Provided data:
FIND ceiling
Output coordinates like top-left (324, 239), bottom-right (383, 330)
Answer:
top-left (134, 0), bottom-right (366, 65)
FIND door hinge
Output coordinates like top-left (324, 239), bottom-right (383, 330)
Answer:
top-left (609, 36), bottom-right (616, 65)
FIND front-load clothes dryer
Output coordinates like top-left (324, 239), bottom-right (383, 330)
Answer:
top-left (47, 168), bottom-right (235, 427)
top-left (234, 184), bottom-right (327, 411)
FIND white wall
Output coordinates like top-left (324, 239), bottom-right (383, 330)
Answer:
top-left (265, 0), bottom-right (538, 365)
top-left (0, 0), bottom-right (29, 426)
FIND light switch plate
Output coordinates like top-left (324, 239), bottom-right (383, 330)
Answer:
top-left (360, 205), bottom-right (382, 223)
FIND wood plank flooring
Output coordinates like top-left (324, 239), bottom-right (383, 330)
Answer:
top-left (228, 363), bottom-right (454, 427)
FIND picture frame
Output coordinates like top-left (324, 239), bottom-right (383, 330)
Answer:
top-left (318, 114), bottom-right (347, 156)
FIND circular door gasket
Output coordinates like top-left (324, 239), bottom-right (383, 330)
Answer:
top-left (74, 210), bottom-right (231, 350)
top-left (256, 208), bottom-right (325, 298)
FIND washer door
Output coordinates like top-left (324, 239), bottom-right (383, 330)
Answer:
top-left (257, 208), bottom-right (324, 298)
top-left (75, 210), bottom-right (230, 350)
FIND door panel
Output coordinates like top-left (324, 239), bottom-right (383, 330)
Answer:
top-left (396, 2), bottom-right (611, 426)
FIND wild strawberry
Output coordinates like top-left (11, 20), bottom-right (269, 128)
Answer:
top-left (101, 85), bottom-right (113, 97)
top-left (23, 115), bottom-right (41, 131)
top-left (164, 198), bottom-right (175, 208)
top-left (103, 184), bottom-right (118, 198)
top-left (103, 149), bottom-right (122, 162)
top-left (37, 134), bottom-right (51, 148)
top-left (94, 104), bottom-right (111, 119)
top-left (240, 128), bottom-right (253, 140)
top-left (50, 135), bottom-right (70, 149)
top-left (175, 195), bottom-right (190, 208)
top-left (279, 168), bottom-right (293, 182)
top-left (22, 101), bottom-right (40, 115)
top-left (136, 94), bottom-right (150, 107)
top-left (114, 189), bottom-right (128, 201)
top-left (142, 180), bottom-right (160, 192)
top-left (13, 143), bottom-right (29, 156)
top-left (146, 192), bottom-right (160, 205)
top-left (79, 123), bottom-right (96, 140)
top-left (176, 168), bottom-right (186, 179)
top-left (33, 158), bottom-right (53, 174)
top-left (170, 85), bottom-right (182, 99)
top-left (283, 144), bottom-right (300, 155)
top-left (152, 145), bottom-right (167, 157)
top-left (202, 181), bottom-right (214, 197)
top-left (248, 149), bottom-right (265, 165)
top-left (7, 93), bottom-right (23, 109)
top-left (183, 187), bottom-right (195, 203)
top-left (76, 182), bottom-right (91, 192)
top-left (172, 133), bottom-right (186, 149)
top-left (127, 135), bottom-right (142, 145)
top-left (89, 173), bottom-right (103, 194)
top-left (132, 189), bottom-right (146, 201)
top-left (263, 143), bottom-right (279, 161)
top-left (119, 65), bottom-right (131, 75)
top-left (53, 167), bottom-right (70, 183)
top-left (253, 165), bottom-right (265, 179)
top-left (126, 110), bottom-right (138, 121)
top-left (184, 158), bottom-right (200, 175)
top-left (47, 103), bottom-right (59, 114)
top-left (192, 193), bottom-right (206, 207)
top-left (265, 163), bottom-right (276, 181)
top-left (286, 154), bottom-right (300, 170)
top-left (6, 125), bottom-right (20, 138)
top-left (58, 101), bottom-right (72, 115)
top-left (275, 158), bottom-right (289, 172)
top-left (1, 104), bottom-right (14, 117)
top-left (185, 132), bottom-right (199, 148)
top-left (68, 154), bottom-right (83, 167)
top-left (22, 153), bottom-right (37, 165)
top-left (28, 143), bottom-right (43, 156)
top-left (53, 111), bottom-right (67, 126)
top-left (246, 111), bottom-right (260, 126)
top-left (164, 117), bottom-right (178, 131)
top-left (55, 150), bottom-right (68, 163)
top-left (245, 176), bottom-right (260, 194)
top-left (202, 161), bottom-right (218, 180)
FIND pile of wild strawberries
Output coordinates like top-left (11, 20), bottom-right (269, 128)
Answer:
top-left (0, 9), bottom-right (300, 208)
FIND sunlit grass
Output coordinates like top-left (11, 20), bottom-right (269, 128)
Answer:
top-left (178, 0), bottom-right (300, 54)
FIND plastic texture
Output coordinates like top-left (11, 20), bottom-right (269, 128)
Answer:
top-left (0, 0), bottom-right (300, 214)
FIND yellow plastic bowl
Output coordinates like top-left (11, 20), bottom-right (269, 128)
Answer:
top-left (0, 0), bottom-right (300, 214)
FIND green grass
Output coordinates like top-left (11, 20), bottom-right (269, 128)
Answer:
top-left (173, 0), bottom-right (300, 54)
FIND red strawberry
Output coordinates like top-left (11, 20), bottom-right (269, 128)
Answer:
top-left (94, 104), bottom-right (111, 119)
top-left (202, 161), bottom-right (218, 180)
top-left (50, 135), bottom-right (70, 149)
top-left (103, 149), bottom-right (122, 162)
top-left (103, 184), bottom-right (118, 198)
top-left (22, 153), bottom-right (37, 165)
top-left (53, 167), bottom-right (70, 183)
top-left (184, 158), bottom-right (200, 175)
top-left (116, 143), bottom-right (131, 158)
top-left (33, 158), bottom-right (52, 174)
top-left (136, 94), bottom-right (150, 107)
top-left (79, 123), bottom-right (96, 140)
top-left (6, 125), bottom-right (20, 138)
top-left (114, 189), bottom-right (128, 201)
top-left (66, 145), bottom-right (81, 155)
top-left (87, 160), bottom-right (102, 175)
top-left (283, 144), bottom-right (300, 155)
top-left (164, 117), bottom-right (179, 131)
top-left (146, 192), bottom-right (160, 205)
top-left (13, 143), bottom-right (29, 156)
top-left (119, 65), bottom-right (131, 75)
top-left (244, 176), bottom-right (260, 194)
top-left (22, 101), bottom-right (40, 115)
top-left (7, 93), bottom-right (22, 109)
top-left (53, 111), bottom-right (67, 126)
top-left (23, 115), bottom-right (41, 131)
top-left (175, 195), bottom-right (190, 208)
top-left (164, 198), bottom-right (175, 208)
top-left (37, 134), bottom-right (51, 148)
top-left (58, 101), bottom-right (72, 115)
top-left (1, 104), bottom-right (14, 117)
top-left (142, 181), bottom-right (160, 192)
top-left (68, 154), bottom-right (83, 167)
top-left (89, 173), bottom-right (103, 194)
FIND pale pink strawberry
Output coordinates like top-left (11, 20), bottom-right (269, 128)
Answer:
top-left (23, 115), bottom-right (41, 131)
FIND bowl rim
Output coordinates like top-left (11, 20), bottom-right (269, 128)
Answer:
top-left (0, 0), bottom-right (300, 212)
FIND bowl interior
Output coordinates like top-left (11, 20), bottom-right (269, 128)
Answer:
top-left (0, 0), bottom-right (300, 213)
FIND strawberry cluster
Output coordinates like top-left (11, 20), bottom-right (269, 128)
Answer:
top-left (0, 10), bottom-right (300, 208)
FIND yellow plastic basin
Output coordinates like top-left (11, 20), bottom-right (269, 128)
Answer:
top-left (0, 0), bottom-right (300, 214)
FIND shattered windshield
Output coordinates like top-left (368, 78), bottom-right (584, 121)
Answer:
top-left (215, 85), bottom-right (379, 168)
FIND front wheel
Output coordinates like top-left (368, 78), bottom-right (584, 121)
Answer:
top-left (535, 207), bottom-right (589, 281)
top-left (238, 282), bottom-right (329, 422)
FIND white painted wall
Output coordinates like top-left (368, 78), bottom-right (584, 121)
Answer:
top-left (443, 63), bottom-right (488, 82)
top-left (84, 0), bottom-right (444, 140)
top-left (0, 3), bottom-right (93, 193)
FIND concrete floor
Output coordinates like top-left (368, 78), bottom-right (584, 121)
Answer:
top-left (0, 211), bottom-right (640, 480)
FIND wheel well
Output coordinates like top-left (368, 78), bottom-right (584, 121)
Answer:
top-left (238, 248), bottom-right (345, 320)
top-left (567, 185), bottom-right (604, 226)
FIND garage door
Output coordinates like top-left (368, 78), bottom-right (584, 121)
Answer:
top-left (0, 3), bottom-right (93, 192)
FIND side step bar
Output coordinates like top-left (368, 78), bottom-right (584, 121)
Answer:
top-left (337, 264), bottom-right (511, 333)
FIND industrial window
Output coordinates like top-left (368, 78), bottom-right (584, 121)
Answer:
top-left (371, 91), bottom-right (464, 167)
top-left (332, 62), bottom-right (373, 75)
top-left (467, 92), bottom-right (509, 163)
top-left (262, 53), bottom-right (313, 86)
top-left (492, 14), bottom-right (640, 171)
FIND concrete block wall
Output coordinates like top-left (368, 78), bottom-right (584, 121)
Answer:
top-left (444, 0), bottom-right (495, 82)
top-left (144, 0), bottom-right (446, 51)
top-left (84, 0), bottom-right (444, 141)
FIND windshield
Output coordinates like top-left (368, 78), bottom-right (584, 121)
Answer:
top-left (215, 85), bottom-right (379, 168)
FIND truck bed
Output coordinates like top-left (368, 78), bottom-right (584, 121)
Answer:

What to produce:
In the listing above, find the line with "FIND concrete block wall" and set down that line and all after it exactly, through the final line.

Full answer:
FIND concrete block wall
Output coordinates like top-left (368, 78), bottom-right (584, 121)
Answer:
top-left (444, 0), bottom-right (495, 82)
top-left (144, 0), bottom-right (446, 51)
top-left (84, 0), bottom-right (444, 141)
FIND windshield
Output coordinates like top-left (368, 78), bottom-right (584, 121)
Answer:
top-left (215, 85), bottom-right (379, 168)
FIND truck bed
Output coordinates like top-left (368, 78), bottom-right (584, 121)
Answer:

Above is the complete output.